* [TASK TO COMPLETE] Count the lines in the rows below that contain the string "grass". Reply with the number alone.

* [DATASET EXTRACT]
^^^^^^^^^^^^^^^^
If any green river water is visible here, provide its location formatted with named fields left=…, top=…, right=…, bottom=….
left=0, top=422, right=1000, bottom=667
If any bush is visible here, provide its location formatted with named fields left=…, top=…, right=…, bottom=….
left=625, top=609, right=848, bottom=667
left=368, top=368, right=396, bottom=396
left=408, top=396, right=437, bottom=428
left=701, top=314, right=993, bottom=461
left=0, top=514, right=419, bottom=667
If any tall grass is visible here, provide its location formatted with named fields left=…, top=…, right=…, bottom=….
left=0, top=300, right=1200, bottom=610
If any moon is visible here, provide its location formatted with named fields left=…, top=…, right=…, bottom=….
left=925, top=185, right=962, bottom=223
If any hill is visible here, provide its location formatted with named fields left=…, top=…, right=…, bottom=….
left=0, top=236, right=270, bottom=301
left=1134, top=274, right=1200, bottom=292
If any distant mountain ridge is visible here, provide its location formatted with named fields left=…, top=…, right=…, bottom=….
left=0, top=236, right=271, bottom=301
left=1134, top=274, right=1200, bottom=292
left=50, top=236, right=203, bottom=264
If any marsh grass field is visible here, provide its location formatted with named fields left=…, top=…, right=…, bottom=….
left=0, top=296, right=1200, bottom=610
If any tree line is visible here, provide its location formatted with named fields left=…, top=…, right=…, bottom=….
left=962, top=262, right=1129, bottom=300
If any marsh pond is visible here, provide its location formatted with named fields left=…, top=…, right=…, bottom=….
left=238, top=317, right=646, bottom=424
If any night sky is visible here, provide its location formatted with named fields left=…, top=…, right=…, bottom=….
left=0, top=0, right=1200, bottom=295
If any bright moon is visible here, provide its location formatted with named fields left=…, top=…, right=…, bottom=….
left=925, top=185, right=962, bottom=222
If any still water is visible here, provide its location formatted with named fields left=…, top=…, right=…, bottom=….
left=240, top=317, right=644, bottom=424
^^^^^^^^^^^^^^^^
* [EXERCISE RESULT] 2